Pointing dataset excerpts —
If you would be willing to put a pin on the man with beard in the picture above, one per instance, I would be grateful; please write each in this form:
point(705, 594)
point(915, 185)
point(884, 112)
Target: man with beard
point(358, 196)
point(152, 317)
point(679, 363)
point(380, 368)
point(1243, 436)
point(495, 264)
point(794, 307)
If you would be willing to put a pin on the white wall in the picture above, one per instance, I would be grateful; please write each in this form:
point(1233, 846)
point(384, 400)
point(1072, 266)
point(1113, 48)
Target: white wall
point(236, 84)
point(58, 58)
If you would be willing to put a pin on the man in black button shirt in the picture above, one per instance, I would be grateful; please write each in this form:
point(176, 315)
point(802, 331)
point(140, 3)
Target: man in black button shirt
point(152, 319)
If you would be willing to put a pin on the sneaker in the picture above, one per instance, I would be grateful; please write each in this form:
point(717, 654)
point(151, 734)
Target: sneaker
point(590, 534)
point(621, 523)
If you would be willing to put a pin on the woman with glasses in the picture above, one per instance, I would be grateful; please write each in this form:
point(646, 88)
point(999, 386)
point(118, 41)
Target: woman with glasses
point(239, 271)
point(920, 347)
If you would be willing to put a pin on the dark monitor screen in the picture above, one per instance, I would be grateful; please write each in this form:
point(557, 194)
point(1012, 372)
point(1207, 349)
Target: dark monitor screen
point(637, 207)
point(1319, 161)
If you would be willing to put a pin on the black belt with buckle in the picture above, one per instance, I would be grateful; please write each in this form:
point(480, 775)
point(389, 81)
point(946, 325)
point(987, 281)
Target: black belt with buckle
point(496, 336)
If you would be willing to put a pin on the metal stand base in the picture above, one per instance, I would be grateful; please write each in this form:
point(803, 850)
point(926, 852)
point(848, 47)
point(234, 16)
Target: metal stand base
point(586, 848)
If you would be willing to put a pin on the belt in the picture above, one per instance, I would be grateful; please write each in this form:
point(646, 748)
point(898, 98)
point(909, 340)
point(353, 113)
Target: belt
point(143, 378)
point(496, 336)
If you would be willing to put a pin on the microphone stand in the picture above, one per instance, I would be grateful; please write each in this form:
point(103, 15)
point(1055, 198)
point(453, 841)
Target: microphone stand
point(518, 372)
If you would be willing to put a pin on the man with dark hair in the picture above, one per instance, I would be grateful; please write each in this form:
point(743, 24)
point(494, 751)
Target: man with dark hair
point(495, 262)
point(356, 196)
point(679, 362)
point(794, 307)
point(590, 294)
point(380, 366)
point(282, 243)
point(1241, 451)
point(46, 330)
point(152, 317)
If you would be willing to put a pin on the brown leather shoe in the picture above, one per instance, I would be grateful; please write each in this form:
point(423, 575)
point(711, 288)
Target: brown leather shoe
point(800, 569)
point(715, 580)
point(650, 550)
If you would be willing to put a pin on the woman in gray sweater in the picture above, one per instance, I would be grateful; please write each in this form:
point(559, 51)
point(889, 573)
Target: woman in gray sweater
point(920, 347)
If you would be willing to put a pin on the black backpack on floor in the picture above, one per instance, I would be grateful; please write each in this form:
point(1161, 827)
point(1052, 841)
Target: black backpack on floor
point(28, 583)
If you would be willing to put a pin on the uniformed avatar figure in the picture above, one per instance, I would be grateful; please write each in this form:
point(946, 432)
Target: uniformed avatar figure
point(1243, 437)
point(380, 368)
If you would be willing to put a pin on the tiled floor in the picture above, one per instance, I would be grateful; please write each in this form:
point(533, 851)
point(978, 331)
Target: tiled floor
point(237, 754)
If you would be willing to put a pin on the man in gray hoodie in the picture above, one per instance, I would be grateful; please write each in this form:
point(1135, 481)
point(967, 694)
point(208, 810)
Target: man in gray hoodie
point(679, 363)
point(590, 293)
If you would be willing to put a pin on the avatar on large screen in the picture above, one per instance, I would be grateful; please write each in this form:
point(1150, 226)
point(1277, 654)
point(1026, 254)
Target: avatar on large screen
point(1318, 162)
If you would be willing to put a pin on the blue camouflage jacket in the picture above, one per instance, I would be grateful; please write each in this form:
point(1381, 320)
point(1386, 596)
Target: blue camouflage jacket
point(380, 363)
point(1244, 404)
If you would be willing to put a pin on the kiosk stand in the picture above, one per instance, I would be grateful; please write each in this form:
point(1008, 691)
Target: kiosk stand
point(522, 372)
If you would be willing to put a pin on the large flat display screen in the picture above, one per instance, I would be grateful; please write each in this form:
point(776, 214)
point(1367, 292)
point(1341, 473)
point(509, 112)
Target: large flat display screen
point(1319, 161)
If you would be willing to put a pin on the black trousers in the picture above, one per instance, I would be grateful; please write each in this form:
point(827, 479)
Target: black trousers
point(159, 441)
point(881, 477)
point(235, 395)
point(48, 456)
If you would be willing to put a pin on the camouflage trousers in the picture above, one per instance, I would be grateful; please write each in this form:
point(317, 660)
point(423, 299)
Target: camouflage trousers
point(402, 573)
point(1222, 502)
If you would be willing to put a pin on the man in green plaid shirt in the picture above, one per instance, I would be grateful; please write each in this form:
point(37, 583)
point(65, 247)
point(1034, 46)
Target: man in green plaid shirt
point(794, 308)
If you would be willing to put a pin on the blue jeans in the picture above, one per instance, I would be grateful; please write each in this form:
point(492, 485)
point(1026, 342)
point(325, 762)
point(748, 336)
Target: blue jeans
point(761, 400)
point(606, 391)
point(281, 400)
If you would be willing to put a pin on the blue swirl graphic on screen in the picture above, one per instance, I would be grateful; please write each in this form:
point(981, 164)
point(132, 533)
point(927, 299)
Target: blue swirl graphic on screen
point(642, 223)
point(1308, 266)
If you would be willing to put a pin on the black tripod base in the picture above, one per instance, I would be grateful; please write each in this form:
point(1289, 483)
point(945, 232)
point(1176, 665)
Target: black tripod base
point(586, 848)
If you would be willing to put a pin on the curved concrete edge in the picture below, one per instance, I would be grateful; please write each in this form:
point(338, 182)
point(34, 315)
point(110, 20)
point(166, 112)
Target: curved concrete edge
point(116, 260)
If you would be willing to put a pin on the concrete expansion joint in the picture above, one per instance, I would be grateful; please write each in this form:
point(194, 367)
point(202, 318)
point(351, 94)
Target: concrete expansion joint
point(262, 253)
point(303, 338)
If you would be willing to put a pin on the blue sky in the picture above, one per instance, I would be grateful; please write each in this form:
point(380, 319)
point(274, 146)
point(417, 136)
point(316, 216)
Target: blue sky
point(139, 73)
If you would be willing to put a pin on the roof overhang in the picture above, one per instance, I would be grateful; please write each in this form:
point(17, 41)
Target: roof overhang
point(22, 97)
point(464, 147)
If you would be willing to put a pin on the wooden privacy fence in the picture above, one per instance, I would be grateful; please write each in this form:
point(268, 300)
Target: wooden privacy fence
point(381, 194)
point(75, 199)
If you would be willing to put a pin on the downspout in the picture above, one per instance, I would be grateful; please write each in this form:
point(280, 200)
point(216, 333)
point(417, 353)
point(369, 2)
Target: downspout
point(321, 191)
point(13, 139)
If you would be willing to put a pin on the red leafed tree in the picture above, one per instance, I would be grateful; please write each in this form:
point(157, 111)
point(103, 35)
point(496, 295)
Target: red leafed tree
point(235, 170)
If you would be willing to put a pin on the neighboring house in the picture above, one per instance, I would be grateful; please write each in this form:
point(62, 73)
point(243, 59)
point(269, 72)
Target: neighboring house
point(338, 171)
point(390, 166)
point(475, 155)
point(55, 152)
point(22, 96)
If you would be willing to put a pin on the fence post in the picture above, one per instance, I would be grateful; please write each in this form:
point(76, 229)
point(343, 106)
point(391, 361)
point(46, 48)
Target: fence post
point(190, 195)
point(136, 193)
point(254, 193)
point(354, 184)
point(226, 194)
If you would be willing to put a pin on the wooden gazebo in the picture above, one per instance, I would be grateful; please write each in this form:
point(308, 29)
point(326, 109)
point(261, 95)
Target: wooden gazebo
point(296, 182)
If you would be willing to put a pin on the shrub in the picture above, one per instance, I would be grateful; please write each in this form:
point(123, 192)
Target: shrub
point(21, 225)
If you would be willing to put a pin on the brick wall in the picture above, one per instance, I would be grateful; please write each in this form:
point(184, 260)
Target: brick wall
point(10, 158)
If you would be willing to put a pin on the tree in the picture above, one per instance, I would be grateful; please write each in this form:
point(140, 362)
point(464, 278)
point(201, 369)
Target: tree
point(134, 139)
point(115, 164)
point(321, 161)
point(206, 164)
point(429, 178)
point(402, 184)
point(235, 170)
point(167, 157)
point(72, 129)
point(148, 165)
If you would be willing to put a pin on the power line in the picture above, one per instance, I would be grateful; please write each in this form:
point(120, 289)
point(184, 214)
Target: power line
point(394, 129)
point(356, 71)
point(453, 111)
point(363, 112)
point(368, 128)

TO DO —
Rescale the stretch from the line containing "on the tiled" through the line containing "point(237, 754)", reproducing every line in full but multiplying each coordinate in the answers by 0.55 and rounding to whole numbers, with halves rounded up. Leave all other numbers on those lines unchanged.

RESULT OF THIS TASK —
If you would be willing to put a pin on the tiled floor in the picture above, one per instance, I would be grateful; please write each in this form:
point(533, 851)
point(978, 331)
Target: tiled floor
point(130, 415)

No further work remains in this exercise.